QUOTED PASSAGE:
United States has 2 percent of the known global reserves but uses 25 percent of the world’s oil supplies importing about two-thirds of its entire consumption. This unworkable balance is unsustainable as a long-term formula and poses a serious threat to the world security and therefore to the welfare of the Americans as well as other nations.

The old well-established relationships between, on the one side, the US and EU and, on the other side, the minor tyrants that rule the oil-pumping countries are becoming increasingly untenable and pose a risk to the world security. Time is finally up for the depraved ‘Royals,’ ruling families and otherwise puppet regimes whose only purpose is to safeguard the interest of the cabal (that rules the US, EU…). Between them, the ruling classes in Saudi Arabia, the UAE and other Arab States of Persian Gulf act as guard dogs to some 50 percent of world’s (known) oil reserves on behalf of a small minority of world population, while the combined populations of China and India has risen past the 2.5 billion mark.

For a Fistful of Dollars: Monetary Exchange Value; Not Wealth

Nothing preoccupies the human race more than creating wealth. The general understanding of wealth is the transforming of natural resources to usable goods through work. In the economic sense, wealth increases when labor assumes specialized roles and employs capital (energy and machinery). Theoretically, the wealth increases as labor, capital or both are increased.

In reality, however, there are physical limits to how much wealth can be created or how far the economic growth can expand. The economic system is a subset of the ecological system and the ecology, Earth, is not growing. Any forced extension beyond the natural limits imposed by the biosphere would destroy the ecology, as previously noted.

‘Experts’ tell us, however, without exponential growth (growth with a fixed doubling time) the poor would always remain impoverished and the rich couldn’t make anymore money, that we cannot even begin to set aside enough money to meet our future needs and that the economy cannot provide full employment. They say, unless we continue with the economic growth and create wealth exponentially our welfare would be in grave peril.

What the exponential growth creates, however, is monetary exchange value, not wealth. As discussed earlier, preludes to the mounting ecological deficits and environmental casualties are already lain victim to the exponential growth culture.

[Saved entries]

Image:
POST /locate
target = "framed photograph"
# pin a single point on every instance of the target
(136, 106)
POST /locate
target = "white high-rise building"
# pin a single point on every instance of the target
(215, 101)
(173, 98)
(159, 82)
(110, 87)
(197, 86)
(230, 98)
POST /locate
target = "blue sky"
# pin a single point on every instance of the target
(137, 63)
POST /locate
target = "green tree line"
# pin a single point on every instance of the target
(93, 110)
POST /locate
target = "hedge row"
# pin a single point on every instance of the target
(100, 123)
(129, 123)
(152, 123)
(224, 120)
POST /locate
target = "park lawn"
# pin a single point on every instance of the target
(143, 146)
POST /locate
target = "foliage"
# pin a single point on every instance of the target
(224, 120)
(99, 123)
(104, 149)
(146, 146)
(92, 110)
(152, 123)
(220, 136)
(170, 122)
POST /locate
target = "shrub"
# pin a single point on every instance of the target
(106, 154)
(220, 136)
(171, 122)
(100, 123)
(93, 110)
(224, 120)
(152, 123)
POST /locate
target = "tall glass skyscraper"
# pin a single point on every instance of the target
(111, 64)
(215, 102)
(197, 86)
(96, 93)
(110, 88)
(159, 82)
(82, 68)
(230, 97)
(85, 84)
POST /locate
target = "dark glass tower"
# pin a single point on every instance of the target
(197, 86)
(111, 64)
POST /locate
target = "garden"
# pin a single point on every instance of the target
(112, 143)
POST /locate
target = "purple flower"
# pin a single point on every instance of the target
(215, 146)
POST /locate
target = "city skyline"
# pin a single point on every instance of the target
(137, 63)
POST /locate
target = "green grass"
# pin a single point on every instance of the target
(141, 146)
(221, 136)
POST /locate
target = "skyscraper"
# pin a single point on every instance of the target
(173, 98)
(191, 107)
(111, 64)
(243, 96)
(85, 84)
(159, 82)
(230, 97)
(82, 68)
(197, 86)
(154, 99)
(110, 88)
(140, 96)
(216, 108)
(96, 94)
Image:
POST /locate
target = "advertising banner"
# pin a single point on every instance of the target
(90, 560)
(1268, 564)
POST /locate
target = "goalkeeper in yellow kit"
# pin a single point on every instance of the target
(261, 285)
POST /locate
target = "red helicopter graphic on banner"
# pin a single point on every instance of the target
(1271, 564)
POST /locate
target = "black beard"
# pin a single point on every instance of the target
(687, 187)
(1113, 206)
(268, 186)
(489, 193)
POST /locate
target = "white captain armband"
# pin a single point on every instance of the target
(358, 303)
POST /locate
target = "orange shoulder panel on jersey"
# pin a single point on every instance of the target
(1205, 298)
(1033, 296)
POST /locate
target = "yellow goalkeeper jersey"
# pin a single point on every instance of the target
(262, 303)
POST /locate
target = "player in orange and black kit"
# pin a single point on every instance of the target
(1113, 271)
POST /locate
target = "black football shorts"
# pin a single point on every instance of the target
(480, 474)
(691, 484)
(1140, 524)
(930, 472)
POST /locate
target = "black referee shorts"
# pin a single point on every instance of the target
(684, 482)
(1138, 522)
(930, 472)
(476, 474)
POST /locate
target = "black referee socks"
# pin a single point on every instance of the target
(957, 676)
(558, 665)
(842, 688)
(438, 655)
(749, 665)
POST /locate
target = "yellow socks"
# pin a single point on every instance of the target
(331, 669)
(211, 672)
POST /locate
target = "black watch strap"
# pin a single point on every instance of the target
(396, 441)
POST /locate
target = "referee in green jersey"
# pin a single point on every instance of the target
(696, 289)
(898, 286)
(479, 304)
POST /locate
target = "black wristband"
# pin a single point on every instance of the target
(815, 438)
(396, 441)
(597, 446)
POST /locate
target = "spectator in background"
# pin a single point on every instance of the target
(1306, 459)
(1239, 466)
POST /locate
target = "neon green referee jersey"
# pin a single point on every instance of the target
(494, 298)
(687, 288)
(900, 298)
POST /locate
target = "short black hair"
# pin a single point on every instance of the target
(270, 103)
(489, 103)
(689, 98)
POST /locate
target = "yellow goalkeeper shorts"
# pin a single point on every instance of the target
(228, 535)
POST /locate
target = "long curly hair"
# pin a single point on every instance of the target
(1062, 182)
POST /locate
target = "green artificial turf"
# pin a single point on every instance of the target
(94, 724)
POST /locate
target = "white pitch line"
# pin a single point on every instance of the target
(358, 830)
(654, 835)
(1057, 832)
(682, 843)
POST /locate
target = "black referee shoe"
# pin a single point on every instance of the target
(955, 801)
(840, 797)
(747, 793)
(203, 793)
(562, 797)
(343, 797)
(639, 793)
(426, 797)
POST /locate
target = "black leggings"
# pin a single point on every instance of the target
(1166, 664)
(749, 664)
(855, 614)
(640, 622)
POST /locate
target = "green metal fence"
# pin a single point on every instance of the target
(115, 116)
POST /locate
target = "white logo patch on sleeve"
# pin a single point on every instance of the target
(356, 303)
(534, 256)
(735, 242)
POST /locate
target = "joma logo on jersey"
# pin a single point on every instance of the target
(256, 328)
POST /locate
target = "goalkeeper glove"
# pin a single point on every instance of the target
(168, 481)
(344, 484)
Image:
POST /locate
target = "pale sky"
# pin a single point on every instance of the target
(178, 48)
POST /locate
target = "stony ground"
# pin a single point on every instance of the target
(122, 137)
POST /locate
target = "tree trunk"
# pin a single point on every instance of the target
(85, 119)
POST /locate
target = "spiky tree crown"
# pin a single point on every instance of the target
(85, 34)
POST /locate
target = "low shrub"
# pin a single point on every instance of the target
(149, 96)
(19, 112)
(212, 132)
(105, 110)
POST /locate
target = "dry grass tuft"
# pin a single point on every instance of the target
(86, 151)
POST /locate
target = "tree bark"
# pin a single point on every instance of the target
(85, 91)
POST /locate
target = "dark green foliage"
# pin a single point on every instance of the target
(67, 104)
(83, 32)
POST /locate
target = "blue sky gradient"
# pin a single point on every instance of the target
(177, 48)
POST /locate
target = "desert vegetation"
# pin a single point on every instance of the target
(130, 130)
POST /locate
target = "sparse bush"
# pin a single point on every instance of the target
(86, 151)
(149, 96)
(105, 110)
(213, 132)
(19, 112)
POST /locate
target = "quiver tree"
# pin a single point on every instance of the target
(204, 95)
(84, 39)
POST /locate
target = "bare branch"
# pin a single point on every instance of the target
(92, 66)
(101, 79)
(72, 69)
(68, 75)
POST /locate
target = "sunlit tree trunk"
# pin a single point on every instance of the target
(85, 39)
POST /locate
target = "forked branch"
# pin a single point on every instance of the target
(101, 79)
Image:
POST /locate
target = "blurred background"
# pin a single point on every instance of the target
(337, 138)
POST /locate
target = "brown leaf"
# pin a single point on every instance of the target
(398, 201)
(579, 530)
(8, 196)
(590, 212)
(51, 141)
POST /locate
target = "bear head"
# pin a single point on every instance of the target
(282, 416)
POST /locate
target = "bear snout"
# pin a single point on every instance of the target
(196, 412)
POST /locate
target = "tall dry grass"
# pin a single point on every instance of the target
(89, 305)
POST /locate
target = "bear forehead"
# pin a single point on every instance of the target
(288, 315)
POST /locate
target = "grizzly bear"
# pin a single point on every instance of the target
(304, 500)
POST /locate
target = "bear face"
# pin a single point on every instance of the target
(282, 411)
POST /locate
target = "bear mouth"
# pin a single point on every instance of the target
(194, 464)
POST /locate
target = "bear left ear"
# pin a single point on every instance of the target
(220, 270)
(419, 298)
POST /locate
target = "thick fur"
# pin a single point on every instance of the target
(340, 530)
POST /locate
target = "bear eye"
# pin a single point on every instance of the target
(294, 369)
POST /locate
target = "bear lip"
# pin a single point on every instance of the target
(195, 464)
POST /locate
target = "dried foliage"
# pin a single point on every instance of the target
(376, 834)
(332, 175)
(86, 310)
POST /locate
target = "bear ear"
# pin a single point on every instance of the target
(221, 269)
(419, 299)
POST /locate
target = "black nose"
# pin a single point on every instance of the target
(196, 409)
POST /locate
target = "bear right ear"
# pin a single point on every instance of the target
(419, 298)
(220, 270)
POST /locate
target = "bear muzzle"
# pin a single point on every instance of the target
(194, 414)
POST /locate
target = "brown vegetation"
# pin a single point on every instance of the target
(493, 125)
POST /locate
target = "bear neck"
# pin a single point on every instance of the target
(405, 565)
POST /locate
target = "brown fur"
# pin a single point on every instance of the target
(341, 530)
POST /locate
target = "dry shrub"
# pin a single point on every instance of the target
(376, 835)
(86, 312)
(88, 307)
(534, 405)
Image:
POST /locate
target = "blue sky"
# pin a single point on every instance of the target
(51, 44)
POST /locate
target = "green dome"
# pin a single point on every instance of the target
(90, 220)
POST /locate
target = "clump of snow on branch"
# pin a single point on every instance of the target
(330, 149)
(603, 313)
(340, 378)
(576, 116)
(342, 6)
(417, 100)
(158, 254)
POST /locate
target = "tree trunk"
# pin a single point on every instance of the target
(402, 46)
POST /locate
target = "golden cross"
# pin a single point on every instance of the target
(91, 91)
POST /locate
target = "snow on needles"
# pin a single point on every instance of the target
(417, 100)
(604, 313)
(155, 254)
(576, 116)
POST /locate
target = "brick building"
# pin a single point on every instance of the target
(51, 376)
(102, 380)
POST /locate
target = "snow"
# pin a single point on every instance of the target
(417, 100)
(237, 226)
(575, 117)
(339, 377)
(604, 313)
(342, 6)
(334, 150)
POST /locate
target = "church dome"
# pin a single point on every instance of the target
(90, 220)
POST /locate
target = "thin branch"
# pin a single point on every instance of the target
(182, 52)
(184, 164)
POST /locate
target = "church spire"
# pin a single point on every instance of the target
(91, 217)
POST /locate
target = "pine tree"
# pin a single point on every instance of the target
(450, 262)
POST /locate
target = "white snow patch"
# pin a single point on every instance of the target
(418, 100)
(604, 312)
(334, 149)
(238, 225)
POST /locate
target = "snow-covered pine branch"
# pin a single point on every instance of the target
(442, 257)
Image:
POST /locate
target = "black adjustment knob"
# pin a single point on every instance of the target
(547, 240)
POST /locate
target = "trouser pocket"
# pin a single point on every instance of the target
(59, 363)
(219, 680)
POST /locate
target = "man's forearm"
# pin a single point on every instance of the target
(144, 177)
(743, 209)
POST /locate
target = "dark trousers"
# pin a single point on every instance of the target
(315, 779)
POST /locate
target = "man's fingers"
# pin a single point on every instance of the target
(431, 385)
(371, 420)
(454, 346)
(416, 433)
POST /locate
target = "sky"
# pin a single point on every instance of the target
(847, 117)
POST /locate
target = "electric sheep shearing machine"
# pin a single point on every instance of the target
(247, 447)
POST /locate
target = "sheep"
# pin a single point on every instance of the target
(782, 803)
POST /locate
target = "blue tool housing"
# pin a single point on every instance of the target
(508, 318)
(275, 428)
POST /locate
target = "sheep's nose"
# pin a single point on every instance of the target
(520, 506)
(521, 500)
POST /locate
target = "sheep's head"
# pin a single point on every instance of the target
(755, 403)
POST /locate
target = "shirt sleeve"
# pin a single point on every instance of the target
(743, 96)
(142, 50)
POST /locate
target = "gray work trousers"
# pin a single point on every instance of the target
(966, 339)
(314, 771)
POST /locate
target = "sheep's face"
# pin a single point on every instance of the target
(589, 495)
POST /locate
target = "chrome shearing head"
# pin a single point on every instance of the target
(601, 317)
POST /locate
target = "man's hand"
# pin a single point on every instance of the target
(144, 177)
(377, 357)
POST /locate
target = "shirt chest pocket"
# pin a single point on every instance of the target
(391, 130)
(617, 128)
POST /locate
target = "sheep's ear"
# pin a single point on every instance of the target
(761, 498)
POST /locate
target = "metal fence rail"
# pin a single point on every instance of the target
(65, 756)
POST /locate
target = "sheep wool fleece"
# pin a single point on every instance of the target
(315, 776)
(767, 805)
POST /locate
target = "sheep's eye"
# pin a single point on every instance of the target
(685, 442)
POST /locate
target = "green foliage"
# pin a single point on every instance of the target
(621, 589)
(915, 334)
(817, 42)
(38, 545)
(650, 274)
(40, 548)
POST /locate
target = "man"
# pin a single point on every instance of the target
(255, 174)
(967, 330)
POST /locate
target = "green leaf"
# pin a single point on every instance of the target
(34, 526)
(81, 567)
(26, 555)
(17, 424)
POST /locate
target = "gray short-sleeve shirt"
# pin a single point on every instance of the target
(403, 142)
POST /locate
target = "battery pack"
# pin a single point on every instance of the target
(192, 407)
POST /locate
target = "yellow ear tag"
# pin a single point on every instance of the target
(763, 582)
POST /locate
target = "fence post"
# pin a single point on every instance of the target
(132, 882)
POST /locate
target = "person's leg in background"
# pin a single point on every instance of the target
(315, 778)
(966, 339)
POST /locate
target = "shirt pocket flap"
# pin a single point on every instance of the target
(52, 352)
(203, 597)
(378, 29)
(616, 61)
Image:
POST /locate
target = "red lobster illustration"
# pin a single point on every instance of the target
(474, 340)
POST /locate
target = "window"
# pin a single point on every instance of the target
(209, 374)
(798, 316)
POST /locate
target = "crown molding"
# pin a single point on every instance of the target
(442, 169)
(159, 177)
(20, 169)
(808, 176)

TASKS AND EXERCISES:
1. List every figure that the passage on oil and wealth states as a percent.
2. Please transcribe the passage on oil and wealth from "United States has" up to and including "as other nations.".
3. Write the next part of the passage on oil and wealth, picking up from where it stops.
You won't need the records for anything here.

TASK-BY-TASK RESULTS:
1. 2 percent, 25 percent, 50 percent

2.
United States has 2 percent of the known global reserves but uses 25 percent of the world’s oil supplies importing about two-thirds of its entire consumption. This unworkable balance is unsustainable as a long-term formula and poses a serious threat to the world security and therefore to the welfare of the Americans as well as other nations.

3.
Human Welfare

Human welfare is not limited to economic welfare alone. It includes a host of other welfare, which are noneconomic in nature and with nonmonetizable values.

Total Human Welfare = Economic Welfare + Noneconomic Welfare

The above equation remains valid only when the sum total of all welfare is positive, i.e., no conflict of interest can arise between the economic welfare and the noneconomic welfare. Having exceeded Earth’s ecological carrying capacity en route to maximizing economic welfare, however, we have inflicted serious damage to the environment, which provides most of our noneconomic welfare. Consequently, the assault on nature has invalidated the equation. Any activity that raises the economic welfare affects the environment reducing the noneconomic welfare. In other words, our perceived economic welfare is now working against our noneconomic welfare. Any rise in economic activity precipitates our total welfare into negative territory.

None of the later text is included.